* _Extracto del documento_:
----

21/06/2024
Todos conocemos el relato evangélico de la tormenta en el lago, que proclamamos este domingo. Nos aporta palabras e imágenes poderosas, que nos identifican y nos inspiran. La vida es como un viaje en el que hay tiempos de calma y otros de tormentas. Estas no las quiere nadie, pero forman parte del camino. Y, como ocurrió con los discípulos, las tormentas son ocasión para reconocernos en nuestra vulnerabilidad y tomar conciencia de cuánto nos falta por conocer a Jesús. Lo primero favorece lo segundo.
¿Os acordáis del inicio de la pandemia del Covid-19, cuando todos vivimos confinados y llenos de miedo? Por primera vez sentíamos como humanidad que estábamos a merced de una tormenta global, que podía acabar con nosotros. Aquel Viernes Santo el mundo entero tenía los ojos puestos en el papa Francisco: impactaba verlo en medio de la noche, en aquella Plaza de San Pedro solitaria y silenciosa, venciendo al miedo con la fe, proclamando con fuerza este Evangelio en el que Jesús se revela como Señor del cielo y de la tierra… Fue solo hace cuatro años, pero ahora nos parece como un sueño que pasó hace mucho mucho tiempo.

----

Datos de señalamiento mediante expresiones referenciales:
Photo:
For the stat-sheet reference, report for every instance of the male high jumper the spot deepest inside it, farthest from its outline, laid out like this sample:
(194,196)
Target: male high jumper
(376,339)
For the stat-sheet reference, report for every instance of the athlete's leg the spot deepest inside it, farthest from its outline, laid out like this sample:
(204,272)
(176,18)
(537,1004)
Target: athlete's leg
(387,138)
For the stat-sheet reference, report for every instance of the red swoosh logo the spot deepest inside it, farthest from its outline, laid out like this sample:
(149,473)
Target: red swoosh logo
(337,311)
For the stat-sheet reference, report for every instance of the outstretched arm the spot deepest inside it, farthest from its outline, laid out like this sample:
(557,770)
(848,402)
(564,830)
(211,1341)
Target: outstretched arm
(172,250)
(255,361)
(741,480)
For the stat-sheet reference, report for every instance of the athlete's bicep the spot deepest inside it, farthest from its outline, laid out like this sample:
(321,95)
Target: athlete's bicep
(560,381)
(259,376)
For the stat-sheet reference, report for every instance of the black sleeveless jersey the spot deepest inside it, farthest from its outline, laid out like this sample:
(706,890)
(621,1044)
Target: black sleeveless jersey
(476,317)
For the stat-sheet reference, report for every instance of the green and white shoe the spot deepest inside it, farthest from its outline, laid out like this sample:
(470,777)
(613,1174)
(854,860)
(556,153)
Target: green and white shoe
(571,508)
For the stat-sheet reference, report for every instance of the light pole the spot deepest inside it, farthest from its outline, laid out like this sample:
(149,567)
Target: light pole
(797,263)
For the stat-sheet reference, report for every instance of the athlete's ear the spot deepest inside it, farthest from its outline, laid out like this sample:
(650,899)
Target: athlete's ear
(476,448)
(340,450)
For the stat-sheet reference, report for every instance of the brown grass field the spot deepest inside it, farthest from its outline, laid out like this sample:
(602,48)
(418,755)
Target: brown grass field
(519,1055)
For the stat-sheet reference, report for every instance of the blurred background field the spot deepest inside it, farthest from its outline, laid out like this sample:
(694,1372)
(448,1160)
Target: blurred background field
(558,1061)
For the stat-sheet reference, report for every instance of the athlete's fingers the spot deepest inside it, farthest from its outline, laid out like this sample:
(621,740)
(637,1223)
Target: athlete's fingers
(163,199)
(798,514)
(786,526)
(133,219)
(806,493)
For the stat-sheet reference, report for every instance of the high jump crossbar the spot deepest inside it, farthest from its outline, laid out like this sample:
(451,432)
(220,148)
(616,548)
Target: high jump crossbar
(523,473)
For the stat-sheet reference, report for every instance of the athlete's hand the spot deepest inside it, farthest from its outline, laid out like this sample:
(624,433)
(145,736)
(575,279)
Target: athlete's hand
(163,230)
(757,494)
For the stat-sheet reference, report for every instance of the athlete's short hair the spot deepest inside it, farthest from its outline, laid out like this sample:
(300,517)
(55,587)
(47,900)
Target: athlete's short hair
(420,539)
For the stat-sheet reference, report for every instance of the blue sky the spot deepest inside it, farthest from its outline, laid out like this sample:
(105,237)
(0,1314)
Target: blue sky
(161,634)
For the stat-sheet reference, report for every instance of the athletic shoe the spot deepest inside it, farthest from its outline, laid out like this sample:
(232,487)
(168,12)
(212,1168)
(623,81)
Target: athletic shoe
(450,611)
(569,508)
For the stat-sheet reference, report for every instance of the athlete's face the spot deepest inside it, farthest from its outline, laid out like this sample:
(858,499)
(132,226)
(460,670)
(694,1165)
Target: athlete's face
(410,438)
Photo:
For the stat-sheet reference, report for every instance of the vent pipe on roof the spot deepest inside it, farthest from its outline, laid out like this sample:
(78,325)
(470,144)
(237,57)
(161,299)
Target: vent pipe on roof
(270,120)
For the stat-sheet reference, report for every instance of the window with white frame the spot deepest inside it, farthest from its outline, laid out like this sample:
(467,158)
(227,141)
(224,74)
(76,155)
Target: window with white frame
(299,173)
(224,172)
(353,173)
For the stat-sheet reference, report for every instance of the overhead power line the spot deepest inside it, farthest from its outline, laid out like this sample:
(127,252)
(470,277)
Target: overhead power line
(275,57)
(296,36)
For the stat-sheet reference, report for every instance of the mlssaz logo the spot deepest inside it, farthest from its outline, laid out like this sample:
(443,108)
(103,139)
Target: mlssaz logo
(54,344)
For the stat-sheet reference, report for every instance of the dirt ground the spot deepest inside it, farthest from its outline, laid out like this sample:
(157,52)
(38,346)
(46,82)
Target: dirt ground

----

* _Tarea a realizar_:
Según el extracto sobre la tormenta en el lago, ¿en qué lugar se encontraba el papa Francisco aquel Viernes Santo? Los ítems provienen de una fuente distinta a la del extracto.

* _Resultado del ejercicio_:
En la Plaza de San Pedro, solitaria y silenciosa.